SOURCE DATA:
──────

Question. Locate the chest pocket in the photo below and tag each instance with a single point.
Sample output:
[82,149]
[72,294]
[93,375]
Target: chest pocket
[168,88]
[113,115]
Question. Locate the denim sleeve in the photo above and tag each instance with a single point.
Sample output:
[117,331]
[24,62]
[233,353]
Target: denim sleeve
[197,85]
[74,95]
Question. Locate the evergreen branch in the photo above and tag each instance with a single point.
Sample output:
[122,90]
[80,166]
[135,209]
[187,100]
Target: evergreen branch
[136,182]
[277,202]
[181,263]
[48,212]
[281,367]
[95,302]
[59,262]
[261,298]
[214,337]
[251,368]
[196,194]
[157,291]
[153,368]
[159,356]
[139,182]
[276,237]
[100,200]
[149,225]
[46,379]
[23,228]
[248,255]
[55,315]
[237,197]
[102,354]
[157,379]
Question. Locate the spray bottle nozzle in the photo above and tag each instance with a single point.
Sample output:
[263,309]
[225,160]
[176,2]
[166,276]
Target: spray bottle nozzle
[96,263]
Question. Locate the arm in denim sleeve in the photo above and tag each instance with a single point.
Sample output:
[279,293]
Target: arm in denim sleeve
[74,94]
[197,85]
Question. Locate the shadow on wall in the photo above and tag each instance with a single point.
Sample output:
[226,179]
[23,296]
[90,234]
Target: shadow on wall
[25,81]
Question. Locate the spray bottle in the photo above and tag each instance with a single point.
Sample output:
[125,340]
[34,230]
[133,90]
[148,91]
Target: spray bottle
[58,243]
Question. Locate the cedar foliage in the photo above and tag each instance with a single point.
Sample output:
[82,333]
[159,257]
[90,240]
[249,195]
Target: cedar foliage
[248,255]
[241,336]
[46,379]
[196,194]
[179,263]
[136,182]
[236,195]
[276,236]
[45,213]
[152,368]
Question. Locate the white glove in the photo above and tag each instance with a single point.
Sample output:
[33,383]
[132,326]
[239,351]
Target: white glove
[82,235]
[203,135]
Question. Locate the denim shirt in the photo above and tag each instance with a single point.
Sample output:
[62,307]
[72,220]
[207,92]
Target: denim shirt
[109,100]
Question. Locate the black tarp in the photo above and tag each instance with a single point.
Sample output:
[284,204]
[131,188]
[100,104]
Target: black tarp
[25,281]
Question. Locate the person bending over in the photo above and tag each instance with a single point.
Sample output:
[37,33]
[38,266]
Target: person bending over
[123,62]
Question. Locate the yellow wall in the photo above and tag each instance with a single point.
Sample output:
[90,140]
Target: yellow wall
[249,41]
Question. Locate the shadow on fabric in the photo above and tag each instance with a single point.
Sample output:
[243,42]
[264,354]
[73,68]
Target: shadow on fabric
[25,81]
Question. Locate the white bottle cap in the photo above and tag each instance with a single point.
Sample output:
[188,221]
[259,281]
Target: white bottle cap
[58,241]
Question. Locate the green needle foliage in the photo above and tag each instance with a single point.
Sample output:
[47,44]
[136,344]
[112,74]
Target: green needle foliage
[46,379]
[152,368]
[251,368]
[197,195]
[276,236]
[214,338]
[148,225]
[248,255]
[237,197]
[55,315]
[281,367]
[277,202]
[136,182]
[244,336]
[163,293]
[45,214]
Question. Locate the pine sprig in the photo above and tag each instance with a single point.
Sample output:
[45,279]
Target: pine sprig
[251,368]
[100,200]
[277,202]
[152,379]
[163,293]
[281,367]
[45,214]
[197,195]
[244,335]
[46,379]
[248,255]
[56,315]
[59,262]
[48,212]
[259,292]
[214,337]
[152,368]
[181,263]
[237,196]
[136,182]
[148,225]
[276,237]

──────

WORK REQUEST: Every record, copied exactly, is the expected answer.

SOLUTION TO THE EXERCISE:
Question. Locate the chest pocket in the photo below and tag each instance with a single point.
Sample output:
[82,149]
[72,294]
[93,375]
Target: chest pocket
[168,88]
[113,115]
Question. Locate the denim sleeve in the photo above and tag each instance with a single point.
Sample output:
[117,331]
[24,62]
[233,353]
Target: denim sleeve
[197,85]
[74,95]
Question. Locate the evergreen branch in the photo above and tag each instance with a single point.
Sample output:
[122,90]
[80,166]
[135,209]
[187,100]
Target: evergreen branch
[136,182]
[277,202]
[181,263]
[48,212]
[281,367]
[95,302]
[59,262]
[261,298]
[214,337]
[251,368]
[196,194]
[157,291]
[153,368]
[159,356]
[139,182]
[276,237]
[100,200]
[149,225]
[46,379]
[23,228]
[248,255]
[55,315]
[237,197]
[102,354]
[157,379]
Question. Locate the spray bottle nozzle in the photo above and tag each instance with a single point.
Sample output:
[263,309]
[225,160]
[176,2]
[166,276]
Target: spray bottle nozzle
[96,263]
Question. Locate the arm in denim sleeve in the photo above and tag each instance with a single point.
Sample output:
[279,293]
Target: arm in denim sleeve
[74,94]
[197,85]
Question. Locate the shadow on wall in the photo above and tag each instance with a single point.
Sample output:
[226,179]
[23,296]
[90,234]
Target: shadow on wall
[25,81]
Question. Locate the spray bottle in the photo above and tag each instance with a single point.
Sample output:
[125,340]
[34,230]
[133,90]
[148,91]
Target: spray bottle
[58,243]
Question. Locate the cedar foliage in the photo above and tag each instance with a single point.
Sample output:
[82,333]
[159,257]
[90,240]
[249,195]
Target: cedar foliage
[248,255]
[241,336]
[46,379]
[196,194]
[179,263]
[136,182]
[236,195]
[276,236]
[45,213]
[152,368]
Question. Locate the white glove in the photo above and tag each instance with a single point.
Sample output:
[33,383]
[132,326]
[239,351]
Target: white glove
[82,235]
[203,135]
Question. Locate the denim shirt in the photo above and tag each instance with a single point.
Sample output:
[62,307]
[72,220]
[207,92]
Target: denim shirt
[109,100]
Question. Locate the black tarp in the photo above and tag each instance with a single point.
Sample output:
[284,204]
[131,188]
[100,104]
Target: black tarp
[25,281]
Question. Locate the person bending over in the photo above and tag each instance with a single point.
Sample output:
[37,33]
[38,266]
Target: person bending over
[123,62]
Question. Locate the yellow wall in the photo above and tag each instance with a single point.
Sample output:
[90,140]
Target: yellow wall
[249,41]
Question. Locate the shadow on fabric in the photo above and tag each instance with a single point.
Sample output:
[243,42]
[264,354]
[73,68]
Target: shadow on fabric
[25,81]
Question. Locate the white bottle cap in the photo above and tag each instance with a single point.
Sample output:
[188,221]
[259,281]
Target: white bottle cap
[58,241]
Question. Locate the green needle foliage in the photo above and tag each instance with a single point.
Sample output:
[47,44]
[136,344]
[112,74]
Target: green needle foliage
[46,379]
[152,368]
[251,368]
[197,195]
[276,236]
[214,338]
[148,225]
[248,255]
[237,197]
[55,315]
[281,367]
[277,202]
[136,182]
[244,336]
[163,293]
[45,214]
Question. Locate the pine sprig in the photo above and tag each instance with a single point.
Sample output:
[45,279]
Target: pine sprig
[251,368]
[100,200]
[277,202]
[152,379]
[163,293]
[281,367]
[45,214]
[197,195]
[244,335]
[46,379]
[248,255]
[56,315]
[59,262]
[48,212]
[259,292]
[214,337]
[152,368]
[181,263]
[237,196]
[136,182]
[148,225]
[276,237]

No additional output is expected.